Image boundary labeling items
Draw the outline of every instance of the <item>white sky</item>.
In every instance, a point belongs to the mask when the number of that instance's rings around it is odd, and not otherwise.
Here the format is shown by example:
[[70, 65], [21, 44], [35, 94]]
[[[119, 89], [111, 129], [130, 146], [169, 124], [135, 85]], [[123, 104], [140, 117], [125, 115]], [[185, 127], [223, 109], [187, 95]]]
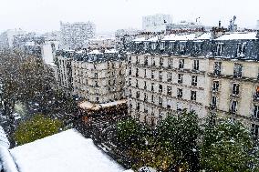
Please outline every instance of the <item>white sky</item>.
[[46, 32], [59, 30], [59, 21], [92, 21], [98, 32], [141, 28], [143, 15], [171, 15], [173, 22], [201, 16], [206, 25], [233, 15], [238, 26], [254, 27], [259, 19], [258, 0], [0, 0], [0, 32], [9, 28]]

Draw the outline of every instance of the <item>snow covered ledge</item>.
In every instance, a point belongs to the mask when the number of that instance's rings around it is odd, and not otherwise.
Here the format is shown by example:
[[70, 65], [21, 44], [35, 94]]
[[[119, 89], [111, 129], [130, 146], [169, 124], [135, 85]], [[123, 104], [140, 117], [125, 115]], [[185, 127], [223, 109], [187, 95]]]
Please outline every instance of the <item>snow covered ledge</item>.
[[0, 146], [0, 170], [1, 168], [5, 172], [18, 172], [9, 150], [2, 146]]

= Goal =
Without including any pictures, output all the entries above exactly.

= Output below =
Draw the outline of every instance of the <item>white sky</item>.
In every instance, a point belongs to the mask when the number of that instance's rings around it is odd, and not otherwise.
Here the format is shown by example:
[[70, 65], [21, 44], [35, 94]]
[[[119, 89], [111, 129], [130, 146], [169, 124], [135, 85]], [[123, 104], [140, 117], [125, 115]], [[185, 127], [223, 109], [187, 95]]]
Please outline every instance of the <item>white sky</item>.
[[46, 32], [59, 30], [59, 21], [92, 21], [98, 32], [141, 28], [143, 15], [171, 15], [173, 22], [201, 16], [206, 25], [233, 15], [238, 26], [254, 27], [259, 19], [258, 0], [0, 0], [0, 32], [9, 28]]

Draw the outline of every instance of the <item>snow covered ledge</item>.
In every instance, a point belongs to the mask when the number of that instance's rings around it is odd, and not otherwise.
Here the format is shown by example:
[[70, 65], [21, 44], [35, 94]]
[[[119, 89], [111, 129], [130, 146], [169, 124], [135, 85]], [[123, 104], [140, 117], [125, 115]], [[185, 127], [223, 109], [187, 95]]]
Please outline every instance of the <item>snow covered ledge</item>.
[[0, 146], [0, 170], [1, 168], [5, 172], [18, 172], [9, 150], [2, 146]]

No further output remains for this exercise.